■ WHAT IS BEING ASKED ■
Print everything from the start of the rows down to the line containing "M736 222L459 93L414", both ends included, reproducing those lines exactly.

■ INPUT RECORDS ■
## START

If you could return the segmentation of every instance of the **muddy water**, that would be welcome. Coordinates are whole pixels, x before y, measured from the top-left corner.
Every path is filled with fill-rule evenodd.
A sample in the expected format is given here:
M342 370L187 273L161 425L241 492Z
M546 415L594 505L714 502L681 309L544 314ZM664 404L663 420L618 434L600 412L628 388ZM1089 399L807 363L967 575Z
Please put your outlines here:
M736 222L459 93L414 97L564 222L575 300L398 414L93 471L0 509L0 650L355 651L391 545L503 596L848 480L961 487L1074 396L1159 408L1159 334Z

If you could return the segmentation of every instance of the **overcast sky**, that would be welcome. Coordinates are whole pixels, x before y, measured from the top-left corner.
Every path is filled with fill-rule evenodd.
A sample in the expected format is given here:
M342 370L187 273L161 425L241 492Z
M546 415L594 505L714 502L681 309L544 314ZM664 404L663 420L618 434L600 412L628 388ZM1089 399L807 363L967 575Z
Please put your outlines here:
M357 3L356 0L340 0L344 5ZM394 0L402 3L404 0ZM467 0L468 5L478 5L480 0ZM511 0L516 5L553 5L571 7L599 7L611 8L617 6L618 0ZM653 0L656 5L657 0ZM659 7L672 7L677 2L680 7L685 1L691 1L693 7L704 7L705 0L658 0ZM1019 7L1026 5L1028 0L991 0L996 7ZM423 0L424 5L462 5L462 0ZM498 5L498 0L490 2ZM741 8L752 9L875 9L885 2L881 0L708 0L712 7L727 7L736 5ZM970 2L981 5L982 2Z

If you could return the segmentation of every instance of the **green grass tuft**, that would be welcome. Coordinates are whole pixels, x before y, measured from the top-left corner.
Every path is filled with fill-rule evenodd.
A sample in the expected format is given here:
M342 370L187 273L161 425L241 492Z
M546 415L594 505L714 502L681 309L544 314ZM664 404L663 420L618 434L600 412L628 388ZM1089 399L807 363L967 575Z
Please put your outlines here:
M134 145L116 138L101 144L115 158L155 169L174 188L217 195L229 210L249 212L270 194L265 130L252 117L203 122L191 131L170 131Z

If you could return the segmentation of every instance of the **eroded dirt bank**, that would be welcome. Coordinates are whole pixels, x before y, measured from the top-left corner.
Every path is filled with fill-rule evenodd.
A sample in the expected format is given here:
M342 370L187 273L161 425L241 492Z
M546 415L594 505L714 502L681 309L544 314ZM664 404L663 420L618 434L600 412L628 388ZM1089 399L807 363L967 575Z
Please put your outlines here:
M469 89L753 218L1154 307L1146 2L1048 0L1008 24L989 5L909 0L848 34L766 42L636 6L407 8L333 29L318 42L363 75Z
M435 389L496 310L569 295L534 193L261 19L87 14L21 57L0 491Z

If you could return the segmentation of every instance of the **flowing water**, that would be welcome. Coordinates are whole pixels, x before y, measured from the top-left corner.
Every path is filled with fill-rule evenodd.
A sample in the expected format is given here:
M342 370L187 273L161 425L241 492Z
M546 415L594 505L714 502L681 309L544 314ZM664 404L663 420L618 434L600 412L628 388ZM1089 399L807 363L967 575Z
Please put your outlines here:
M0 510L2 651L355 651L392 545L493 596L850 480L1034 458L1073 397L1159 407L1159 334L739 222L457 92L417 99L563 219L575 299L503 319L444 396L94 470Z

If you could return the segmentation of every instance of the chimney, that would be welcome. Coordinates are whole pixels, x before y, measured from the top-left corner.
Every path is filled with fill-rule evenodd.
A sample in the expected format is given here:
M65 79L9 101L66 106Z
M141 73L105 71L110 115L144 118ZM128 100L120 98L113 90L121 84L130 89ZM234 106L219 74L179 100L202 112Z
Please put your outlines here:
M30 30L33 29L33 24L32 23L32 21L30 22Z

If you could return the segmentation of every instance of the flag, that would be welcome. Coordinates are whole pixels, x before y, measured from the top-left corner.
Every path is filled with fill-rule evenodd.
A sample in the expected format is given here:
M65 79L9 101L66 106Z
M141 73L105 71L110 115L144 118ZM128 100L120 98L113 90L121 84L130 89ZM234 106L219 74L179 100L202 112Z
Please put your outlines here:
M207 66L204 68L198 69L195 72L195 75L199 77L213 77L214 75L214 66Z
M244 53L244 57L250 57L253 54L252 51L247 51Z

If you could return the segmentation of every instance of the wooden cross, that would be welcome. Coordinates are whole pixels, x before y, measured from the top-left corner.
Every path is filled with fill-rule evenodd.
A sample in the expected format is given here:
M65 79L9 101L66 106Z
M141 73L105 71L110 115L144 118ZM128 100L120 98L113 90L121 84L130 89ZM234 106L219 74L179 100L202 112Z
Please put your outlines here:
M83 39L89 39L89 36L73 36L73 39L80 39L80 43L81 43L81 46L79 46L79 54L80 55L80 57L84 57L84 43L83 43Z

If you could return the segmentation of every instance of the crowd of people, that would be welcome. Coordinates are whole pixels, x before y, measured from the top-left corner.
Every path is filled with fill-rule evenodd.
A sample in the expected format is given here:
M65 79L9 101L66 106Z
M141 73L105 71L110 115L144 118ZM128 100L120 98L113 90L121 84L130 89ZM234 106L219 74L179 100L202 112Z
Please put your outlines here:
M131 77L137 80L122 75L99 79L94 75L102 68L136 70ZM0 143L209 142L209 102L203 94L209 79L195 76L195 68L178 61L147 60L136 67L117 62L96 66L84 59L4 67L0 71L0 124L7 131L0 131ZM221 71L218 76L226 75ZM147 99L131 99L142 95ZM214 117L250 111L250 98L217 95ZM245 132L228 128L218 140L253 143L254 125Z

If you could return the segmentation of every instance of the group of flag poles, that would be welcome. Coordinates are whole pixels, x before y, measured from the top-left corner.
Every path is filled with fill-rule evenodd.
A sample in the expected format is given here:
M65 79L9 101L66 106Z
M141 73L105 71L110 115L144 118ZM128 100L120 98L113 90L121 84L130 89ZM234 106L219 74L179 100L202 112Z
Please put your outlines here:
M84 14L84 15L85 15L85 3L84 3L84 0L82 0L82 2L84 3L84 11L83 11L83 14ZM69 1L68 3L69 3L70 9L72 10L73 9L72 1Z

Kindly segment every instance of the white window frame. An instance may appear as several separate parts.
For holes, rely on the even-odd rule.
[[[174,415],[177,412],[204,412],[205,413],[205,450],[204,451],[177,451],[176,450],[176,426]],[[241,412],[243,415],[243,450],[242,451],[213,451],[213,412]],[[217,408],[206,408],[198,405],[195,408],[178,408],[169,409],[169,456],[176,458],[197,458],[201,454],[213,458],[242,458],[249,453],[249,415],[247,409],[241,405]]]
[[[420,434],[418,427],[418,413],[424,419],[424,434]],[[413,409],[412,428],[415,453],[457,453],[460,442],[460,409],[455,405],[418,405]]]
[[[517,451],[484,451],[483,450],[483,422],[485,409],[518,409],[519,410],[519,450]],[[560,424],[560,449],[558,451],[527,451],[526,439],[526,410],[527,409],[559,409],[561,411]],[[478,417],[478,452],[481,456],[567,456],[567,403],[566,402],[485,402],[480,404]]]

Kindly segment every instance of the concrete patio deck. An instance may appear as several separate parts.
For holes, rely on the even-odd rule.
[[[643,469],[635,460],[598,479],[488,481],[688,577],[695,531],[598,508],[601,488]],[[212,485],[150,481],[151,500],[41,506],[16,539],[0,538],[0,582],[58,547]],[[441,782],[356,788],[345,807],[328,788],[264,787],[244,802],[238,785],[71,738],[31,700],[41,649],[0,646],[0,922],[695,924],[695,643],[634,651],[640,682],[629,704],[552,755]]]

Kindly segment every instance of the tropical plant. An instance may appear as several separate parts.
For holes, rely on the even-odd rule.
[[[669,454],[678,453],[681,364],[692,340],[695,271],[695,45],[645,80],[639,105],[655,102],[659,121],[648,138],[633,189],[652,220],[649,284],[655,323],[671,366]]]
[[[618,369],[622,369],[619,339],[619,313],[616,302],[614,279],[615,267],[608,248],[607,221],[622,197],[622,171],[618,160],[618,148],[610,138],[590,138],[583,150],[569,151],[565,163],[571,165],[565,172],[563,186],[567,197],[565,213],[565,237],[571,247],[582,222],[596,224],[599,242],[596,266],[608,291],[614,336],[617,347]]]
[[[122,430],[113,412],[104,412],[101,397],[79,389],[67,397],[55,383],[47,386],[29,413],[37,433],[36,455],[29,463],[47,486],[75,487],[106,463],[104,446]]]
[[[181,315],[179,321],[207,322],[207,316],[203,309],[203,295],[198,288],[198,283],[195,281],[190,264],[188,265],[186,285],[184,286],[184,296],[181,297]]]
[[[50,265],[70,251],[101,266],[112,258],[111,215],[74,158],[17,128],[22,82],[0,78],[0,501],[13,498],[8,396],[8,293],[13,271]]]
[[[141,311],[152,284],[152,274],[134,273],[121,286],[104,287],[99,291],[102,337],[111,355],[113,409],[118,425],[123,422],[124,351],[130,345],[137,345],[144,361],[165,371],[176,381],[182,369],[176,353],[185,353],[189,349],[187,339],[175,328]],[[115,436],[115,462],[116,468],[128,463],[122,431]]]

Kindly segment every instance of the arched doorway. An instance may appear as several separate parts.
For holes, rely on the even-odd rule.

## END

■ FINISHED TASK ■
If you could return the segmentation of every instance of the **muddy water**, that would be welcome. Coordinates are whole pixels, x before y, measured from the top-left corner.
Every path is filled with fill-rule evenodd.
A sample in the expected format is given here:
M342 370L187 273L161 425L241 492Z
M546 415L594 505L714 502L681 309L544 314ZM664 404L663 420L618 434L600 412L628 388ZM1089 399L807 363L967 575Z
Please put your outlines here:
M736 222L459 93L414 97L564 222L575 300L398 414L93 471L0 509L0 650L355 651L391 545L503 596L848 480L961 487L1074 396L1159 408L1159 334Z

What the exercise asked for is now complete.